Source data:
########################################

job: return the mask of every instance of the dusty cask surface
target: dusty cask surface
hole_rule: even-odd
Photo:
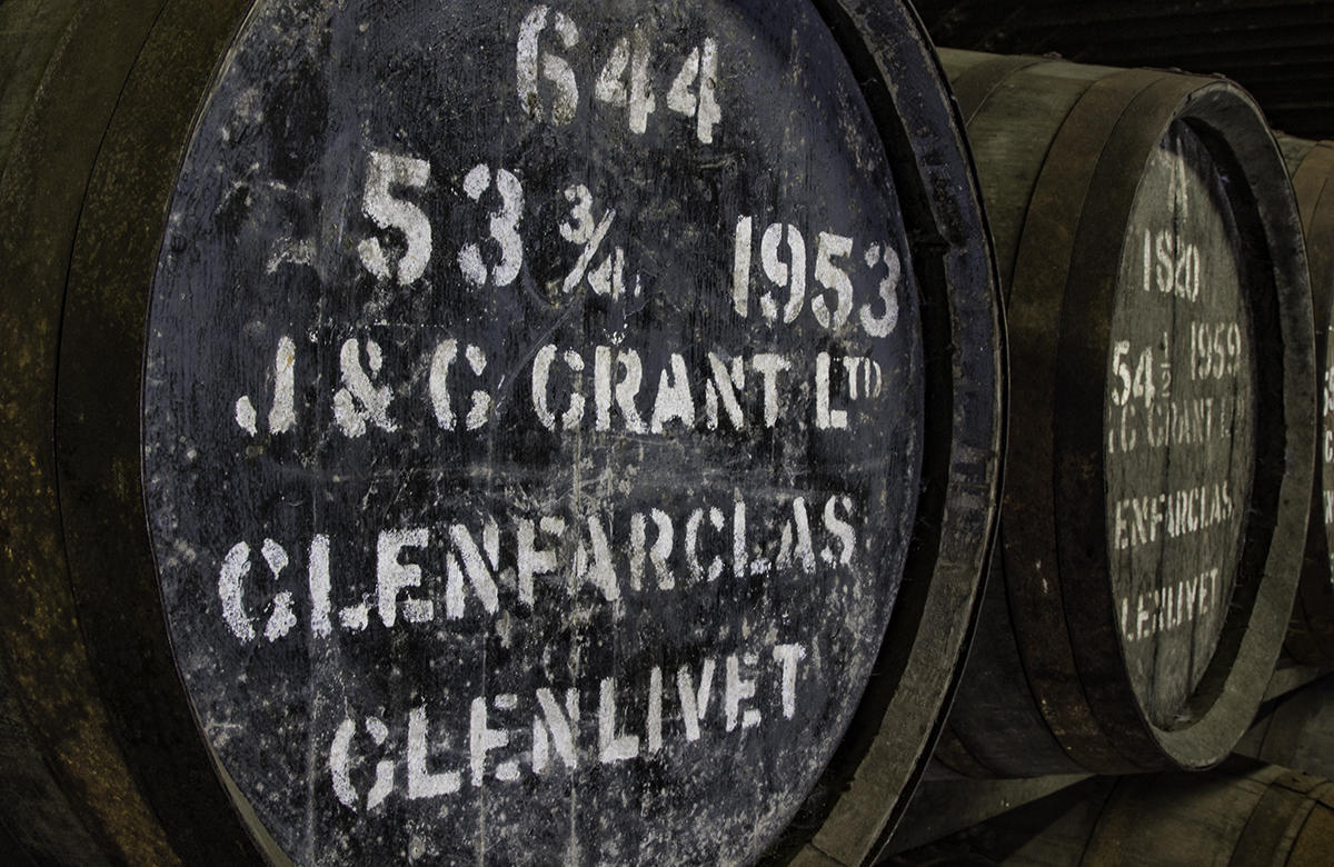
[[[1158,141],[1111,315],[1107,548],[1135,696],[1167,727],[1218,646],[1254,474],[1254,328],[1237,217],[1185,123]],[[1207,265],[1206,265],[1207,263]]]
[[[137,811],[64,770],[99,843],[868,863],[956,679],[1005,427],[910,13],[244,5],[168,3],[117,53],[5,320],[55,408],[5,502],[51,588],[5,590],[107,696],[43,744]]]
[[[1225,80],[942,57],[1017,412],[1006,592],[940,755],[1002,776],[1217,763],[1273,670],[1309,502],[1311,307],[1281,152]]]
[[[1317,412],[1315,480],[1306,532],[1302,578],[1293,603],[1293,619],[1285,648],[1307,666],[1334,663],[1334,357],[1330,356],[1330,323],[1334,308],[1334,145],[1290,136],[1278,137],[1293,192],[1297,193],[1311,273],[1311,309],[1315,319]]]

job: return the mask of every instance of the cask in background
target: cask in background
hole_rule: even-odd
[[[1305,532],[1297,209],[1219,79],[942,51],[1006,293],[1015,412],[994,574],[939,755],[979,775],[1225,758]]]
[[[871,858],[955,679],[1003,429],[911,16],[196,5],[123,52],[85,191],[7,185],[68,240],[4,311],[55,417],[5,421],[4,590],[72,588],[44,610],[88,656],[69,752],[105,768],[61,755],[25,611],[7,663],[95,836]]]

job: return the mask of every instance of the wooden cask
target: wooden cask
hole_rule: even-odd
[[[939,755],[976,775],[1219,762],[1309,503],[1311,307],[1283,161],[1219,79],[942,51],[1006,293],[1003,558]]]
[[[1005,867],[1315,867],[1334,783],[1249,759],[1207,774],[1093,778],[886,863]]]
[[[1266,702],[1235,752],[1315,776],[1334,776],[1334,683],[1323,678]]]
[[[1311,313],[1315,321],[1317,428],[1315,478],[1311,516],[1306,528],[1302,578],[1293,603],[1285,648],[1306,666],[1334,664],[1334,363],[1330,359],[1330,319],[1334,316],[1334,144],[1278,137],[1293,192],[1302,215],[1306,261],[1311,275]]]
[[[868,863],[1005,429],[911,13],[123,5],[0,183],[0,659],[107,858]]]

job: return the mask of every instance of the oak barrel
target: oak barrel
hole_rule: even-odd
[[[1334,664],[1334,361],[1330,359],[1330,323],[1334,316],[1334,143],[1278,136],[1293,177],[1302,216],[1306,261],[1311,275],[1311,315],[1315,321],[1315,399],[1319,424],[1311,515],[1306,528],[1306,555],[1293,619],[1283,643],[1289,655],[1306,666]]]
[[[1235,752],[1334,778],[1334,679],[1325,676],[1262,704]]]
[[[1093,778],[886,864],[1317,867],[1331,840],[1334,783],[1238,758],[1206,774]]]
[[[974,775],[1201,768],[1259,704],[1305,534],[1311,305],[1234,84],[943,51],[1006,295],[998,560],[938,754]]]
[[[107,858],[868,863],[1005,429],[911,12],[96,11],[0,181],[0,659]]]

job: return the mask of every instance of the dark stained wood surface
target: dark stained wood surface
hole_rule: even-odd
[[[316,5],[129,16],[41,128],[88,145],[60,195],[24,139],[5,176],[61,227],[4,235],[47,408],[5,416],[5,664],[75,811],[135,864],[864,863],[1003,452],[922,33]]]
[[[1305,523],[1310,308],[1281,156],[1222,81],[942,56],[978,95],[964,112],[983,97],[970,137],[1017,383],[1009,618],[983,616],[1013,622],[1050,734],[1015,731],[1033,714],[986,674],[1014,666],[991,640],[938,755],[1023,775],[1211,764],[1263,695]]]

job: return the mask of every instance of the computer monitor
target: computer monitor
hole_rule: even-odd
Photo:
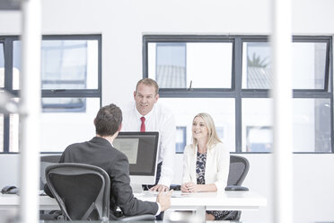
[[[157,131],[122,131],[113,141],[114,147],[127,156],[135,192],[142,184],[155,183],[158,139]]]

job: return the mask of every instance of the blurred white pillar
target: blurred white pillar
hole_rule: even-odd
[[[274,74],[273,222],[293,222],[291,1],[272,5]]]
[[[40,115],[40,0],[22,1],[21,222],[39,221]]]

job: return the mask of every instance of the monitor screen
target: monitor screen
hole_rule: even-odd
[[[159,132],[122,131],[113,141],[128,159],[131,184],[154,184]]]

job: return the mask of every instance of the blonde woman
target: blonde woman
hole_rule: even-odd
[[[192,121],[192,140],[184,149],[183,192],[219,192],[227,185],[230,153],[219,139],[215,123],[207,113]],[[227,219],[231,211],[207,211],[207,219]]]

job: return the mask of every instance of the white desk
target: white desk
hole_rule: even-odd
[[[155,201],[156,196],[145,192],[136,195],[142,201]],[[182,193],[174,192],[171,209],[191,210],[204,207],[207,210],[250,210],[267,205],[267,200],[253,192],[224,192]]]
[[[144,194],[135,194],[142,201],[155,201],[156,195],[145,192]],[[253,192],[196,192],[183,195],[174,192],[171,195],[171,210],[259,210],[267,205],[267,200]],[[17,209],[20,197],[12,194],[0,194],[0,210]],[[40,210],[59,210],[56,200],[48,196],[40,196]]]

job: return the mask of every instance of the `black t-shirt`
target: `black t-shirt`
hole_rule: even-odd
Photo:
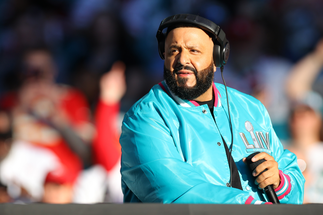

########################################

Aim of the exercise: Rewrite all of the records above with every "hole_rule" swapped for "fill_rule" and nothing else changed. Leave the pictures out.

Answer for this exercise:
job: return the mask of every instance of the dusty cask surface
target: dusty cask surface
fill_rule: even-odd
Photo:
[[[1158,141],[1111,315],[1107,548],[1135,696],[1167,727],[1218,646],[1254,474],[1254,328],[1237,217],[1185,123]],[[1207,265],[1206,265],[1207,263]]]
[[[137,811],[64,770],[99,843],[868,863],[956,679],[1005,427],[910,13],[244,5],[168,3],[117,53],[5,320],[55,408],[5,502],[51,588],[5,590],[107,696],[43,744]]]
[[[1225,80],[942,57],[1017,412],[1006,592],[940,755],[1002,776],[1217,763],[1273,670],[1309,502],[1311,307],[1281,152]]]
[[[1317,412],[1315,480],[1306,532],[1302,578],[1293,603],[1293,619],[1285,648],[1307,666],[1334,663],[1334,357],[1330,356],[1330,323],[1334,308],[1334,145],[1290,136],[1278,137],[1293,192],[1297,193],[1311,273],[1311,309],[1315,319]]]

job: return the mask of every instance of the cask in background
target: cask in background
fill_rule: even-odd
[[[1305,532],[1297,209],[1219,79],[942,51],[1006,293],[1015,412],[994,574],[939,755],[979,775],[1225,758]]]
[[[871,858],[955,679],[1003,429],[911,16],[196,5],[123,52],[85,191],[7,185],[68,240],[4,311],[55,417],[5,421],[4,590],[72,588],[44,610],[88,656],[69,752],[105,768],[61,755],[25,611],[7,663],[95,836]]]

job: return the mask of every instance of the wooden cask
target: wooden cask
fill_rule: even-odd
[[[939,755],[976,775],[1219,762],[1309,503],[1311,307],[1283,161],[1219,79],[942,51],[1006,293],[1003,558]]]
[[[1005,867],[1315,867],[1334,783],[1249,759],[1207,774],[1093,778],[886,863]]]
[[[1266,702],[1235,752],[1315,776],[1334,776],[1334,683],[1323,678]]]
[[[1311,313],[1315,321],[1317,428],[1315,478],[1311,516],[1306,528],[1302,578],[1293,603],[1285,648],[1306,666],[1334,664],[1334,363],[1330,359],[1330,319],[1334,316],[1334,144],[1278,137],[1293,192],[1302,215],[1306,261],[1311,275]]]
[[[868,863],[1005,429],[911,13],[123,5],[0,183],[0,659],[107,858]]]

job: return the mask of every instance of the oak barrel
target: oak barrel
fill_rule: even-odd
[[[1334,664],[1334,361],[1330,359],[1330,323],[1334,316],[1334,143],[1278,136],[1293,177],[1302,216],[1306,261],[1311,275],[1311,315],[1315,321],[1315,399],[1319,424],[1311,515],[1306,528],[1306,555],[1293,619],[1283,643],[1289,655],[1306,666]]]
[[[1235,752],[1334,778],[1334,679],[1325,676],[1262,704]]]
[[[1093,778],[886,864],[1317,867],[1331,840],[1334,783],[1238,758],[1206,774]]]
[[[974,775],[1201,768],[1259,704],[1305,534],[1311,305],[1234,84],[943,51],[1006,295],[998,560],[938,754]]]
[[[107,858],[868,863],[1005,429],[911,12],[96,11],[0,181],[0,659]]]

job: return the mask of every instance of the dark stained wood surface
target: dark stained wood surface
fill_rule: even-odd
[[[316,5],[129,16],[41,128],[88,145],[60,195],[24,139],[5,176],[61,227],[4,235],[47,408],[5,416],[5,664],[75,811],[135,864],[864,863],[1003,452],[922,33]]]
[[[1305,523],[1310,308],[1281,156],[1222,81],[942,56],[978,95],[964,112],[983,97],[970,137],[1017,383],[1009,618],[983,616],[1013,622],[1050,734],[1015,731],[1033,714],[986,674],[1014,666],[991,640],[938,755],[1023,775],[1211,764],[1263,695]]]

job: return the mask of every instance of the computer monitor
target: computer monitor
fill_rule: even-odd
Photo:
[[[157,131],[122,131],[113,141],[114,147],[127,156],[135,192],[142,184],[155,183],[158,139]]]

job: return the mask of every instance of the blurred white pillar
target: blurred white pillar
fill_rule: even-odd
[[[274,74],[273,222],[293,222],[291,1],[272,5]]]
[[[40,115],[40,0],[22,1],[21,222],[39,221]]]

job: return the mask of every instance of the monitor screen
target: monitor screen
fill_rule: even-odd
[[[159,132],[122,131],[113,141],[128,159],[131,184],[154,184]]]

job: return the mask of every instance of the blonde woman
target: blonde woman
fill_rule: even-odd
[[[192,121],[192,140],[184,149],[183,192],[219,192],[227,185],[230,153],[219,139],[215,123],[207,113]],[[227,219],[231,211],[207,211],[207,219]]]

job: return the mask of every instance of the white desk
target: white desk
fill_rule: even-odd
[[[155,201],[156,196],[145,192],[136,195],[142,201]],[[182,193],[174,192],[171,209],[191,210],[204,207],[207,210],[250,210],[267,205],[267,200],[253,192],[224,192]]]
[[[144,194],[135,194],[142,201],[155,201],[156,195],[145,192]],[[253,192],[196,192],[183,195],[174,192],[171,195],[171,210],[259,210],[267,205],[267,200]],[[17,209],[20,197],[12,194],[0,194],[0,210]],[[40,210],[59,210],[56,200],[48,196],[40,196]]]

job: return the mask of every instance of the `black t-shirt`
target: `black t-shirt`
fill_rule: even-odd
Photo:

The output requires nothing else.